--- start SELECTED TEXT ---
The Rights Issue will be available to all registered shareholders who hold shares on 23 April 2010 ( Record Date ). Shares issued pursuant to the Rights Issue will rank equally with all shares on issue.
D’Aguilar does not require shareholder approval in relation to the Rights Issue. Pursuant to the provisions in section 708AA of the Corporations Act 2001 (Cth), D’Aguilar is not required to prepare a prospectus for the Rights Issue. Option-holders will be notified on 12 April 2010 of the Rights Issue and the need to exercise their options and be a registered holder of shares on 23 April 2010 if they wish to participate in the Rights Issue.
In accordance with the Listing Rules of the ASX, D’Aguilar has considered the number of shareholders with registered addresses outside of Australia and New Zealand and the size of the shareholdings held by those shareholders. Taking this into consideration, as well as the costs of complying with the legal requirements and the requirements of the regulatory authorities relating to the shareholders with registered addresses outside of Australia and New Zealand, the Company has formed the view that it is unreasonable to extend the Rights Issue to those shareholders.
The purpose of the Rights Issue is to raise approximately $1.4 million, excluding the costs of the Rights Issue. The funds raised from the Rights Issue will be used to fund the costs of the Rights Issue, to provide working capital and to fund D’Aguilar’s group subsidiaries.
--- end SELECTED TEXT ---
→ **PROBLEMS**
A - For each statement below, say whether it agrees with the rights issue passage, answering yes or no and quoting the deciding words: (i) D’Aguilar needs shareholder approval for the Rights Issue; (ii) option-holders will be notified of the Rights Issue on 12 April 2010; (iii) the Rights Issue aims to raise approximately $1.4 million including its costs.
B - Please carry on the rights issue passage, picking up after its final sentence.
--- start DATA ROWS ---
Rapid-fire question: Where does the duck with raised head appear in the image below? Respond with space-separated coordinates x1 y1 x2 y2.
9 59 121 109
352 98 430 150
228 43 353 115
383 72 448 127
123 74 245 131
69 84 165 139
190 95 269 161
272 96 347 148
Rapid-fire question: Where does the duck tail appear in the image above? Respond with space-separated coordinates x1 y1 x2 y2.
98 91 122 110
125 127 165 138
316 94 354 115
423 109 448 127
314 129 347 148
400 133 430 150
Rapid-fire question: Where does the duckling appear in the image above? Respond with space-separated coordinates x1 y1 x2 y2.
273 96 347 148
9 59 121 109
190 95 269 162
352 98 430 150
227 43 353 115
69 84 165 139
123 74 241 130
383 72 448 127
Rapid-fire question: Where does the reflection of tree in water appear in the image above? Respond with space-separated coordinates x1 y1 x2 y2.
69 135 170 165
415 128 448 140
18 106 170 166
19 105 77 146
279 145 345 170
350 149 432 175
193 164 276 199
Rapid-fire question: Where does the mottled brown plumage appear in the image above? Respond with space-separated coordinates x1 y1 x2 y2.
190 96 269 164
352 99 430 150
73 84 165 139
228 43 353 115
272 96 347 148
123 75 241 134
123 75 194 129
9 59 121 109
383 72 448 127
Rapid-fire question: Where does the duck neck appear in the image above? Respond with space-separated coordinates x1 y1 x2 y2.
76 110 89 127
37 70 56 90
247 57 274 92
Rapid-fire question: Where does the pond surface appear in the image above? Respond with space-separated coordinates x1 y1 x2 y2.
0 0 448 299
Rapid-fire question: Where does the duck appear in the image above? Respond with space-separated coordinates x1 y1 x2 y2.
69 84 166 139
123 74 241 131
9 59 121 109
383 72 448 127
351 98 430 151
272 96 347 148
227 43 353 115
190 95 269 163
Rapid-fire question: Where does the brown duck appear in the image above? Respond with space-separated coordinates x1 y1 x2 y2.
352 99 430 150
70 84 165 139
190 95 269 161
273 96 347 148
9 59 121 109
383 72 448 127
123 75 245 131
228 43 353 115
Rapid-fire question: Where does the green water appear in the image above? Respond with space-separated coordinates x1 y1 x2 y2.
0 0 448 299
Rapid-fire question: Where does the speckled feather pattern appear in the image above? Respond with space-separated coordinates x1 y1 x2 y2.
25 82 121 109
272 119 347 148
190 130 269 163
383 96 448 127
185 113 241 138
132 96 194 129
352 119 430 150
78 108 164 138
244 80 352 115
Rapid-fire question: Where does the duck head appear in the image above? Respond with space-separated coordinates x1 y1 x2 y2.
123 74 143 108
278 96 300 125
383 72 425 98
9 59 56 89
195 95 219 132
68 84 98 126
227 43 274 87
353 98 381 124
--- end DATA ROWS ---
--- start DATA ROWS ---
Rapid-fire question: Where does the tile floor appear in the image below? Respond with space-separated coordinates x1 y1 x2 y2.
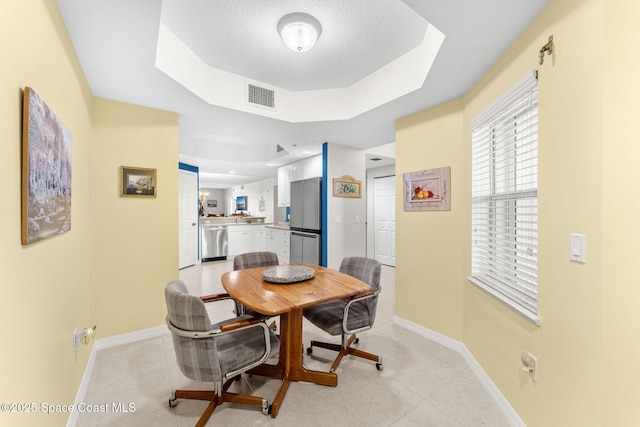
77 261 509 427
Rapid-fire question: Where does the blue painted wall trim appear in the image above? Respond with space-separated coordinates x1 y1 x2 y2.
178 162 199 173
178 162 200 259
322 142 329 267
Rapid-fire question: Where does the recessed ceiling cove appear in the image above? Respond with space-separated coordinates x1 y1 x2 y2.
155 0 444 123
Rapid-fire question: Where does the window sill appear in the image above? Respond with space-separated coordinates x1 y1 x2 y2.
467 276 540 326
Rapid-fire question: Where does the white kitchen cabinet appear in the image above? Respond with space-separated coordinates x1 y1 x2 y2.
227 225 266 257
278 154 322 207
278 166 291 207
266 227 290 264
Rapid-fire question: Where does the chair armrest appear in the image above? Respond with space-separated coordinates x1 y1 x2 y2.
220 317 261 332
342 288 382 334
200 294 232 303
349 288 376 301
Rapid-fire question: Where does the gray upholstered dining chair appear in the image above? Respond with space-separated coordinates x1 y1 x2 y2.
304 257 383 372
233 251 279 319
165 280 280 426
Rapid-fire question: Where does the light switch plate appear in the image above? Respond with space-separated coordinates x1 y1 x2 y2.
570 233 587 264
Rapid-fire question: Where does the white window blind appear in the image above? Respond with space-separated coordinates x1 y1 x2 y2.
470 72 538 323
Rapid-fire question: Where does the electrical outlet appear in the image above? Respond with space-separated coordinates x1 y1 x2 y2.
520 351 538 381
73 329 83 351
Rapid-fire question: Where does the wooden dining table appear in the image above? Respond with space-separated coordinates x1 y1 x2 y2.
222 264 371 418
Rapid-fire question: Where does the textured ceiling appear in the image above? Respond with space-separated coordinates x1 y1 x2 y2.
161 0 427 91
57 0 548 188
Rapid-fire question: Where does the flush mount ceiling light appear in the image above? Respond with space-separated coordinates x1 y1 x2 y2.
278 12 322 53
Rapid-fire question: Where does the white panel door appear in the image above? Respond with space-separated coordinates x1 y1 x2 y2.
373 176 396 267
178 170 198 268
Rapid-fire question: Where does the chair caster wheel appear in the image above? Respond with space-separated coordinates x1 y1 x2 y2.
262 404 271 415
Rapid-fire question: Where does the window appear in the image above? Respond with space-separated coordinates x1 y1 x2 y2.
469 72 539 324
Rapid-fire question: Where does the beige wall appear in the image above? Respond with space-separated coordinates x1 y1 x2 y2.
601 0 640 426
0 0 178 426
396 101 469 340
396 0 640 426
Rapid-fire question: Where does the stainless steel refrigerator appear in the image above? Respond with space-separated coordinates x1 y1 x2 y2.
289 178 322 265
--- end DATA ROWS ---
→ **RESPONSES TO THE EXERCISE**
A -
(i) No: "D’Aguilar does not require shareholder approval in relation to the Rights Issue."
(ii) Yes: "Option-holders will be notified on 12 April 2010 of the Rights Issue"
(iii) No: "raise approximately $1.4 million, excluding the costs of the Rights Issue"

B -
A proposed timetable for the Rights Issue is set out in the table below:
| Date | Event(s) |
|---|---|
| 12 April 2010 | Announce Issue |
| 12 April 2010 | Lodge Appendix 3B with ASX |
| 12 April 2010 | Give notice to option holders and security holders |
| 19 April 2010 | “Ex” Date – securities are quoted on an ex basis |
| 23 April 2010 | Record Date |
| 30 April 2010 | Lodge s708AA Notice |
| 30 April 2010 | Dispatch offer documents to shareholders |
| 30 April 2010 | Issue Opens |
| 21 May 2010 | Issue Closes |
| 31 May 2010 | Allotment of shares under Issue |
Page | 1
| Date | Event(s) |
|---|---|
| 31 May 2010 | Lodge s708A Notice |
| 31 May 2010 | Despatch Date |
| 1 June 2010 | Normal trading resumes |
This timetable is indicative only and may be subject to change subject to the requirements of the Corporations Act 2001 (Cth) and the ASX Listing Rules.
The Rights Issue is being made without a disclosure document, pursuant to the exemption granted in section 708AA of the Corporations Act 2001 (Cth) ( Corporations Act ). D’Aguilar will prepare and send an offer document to shareholders on 30 April 2010, as set out in the timetable above.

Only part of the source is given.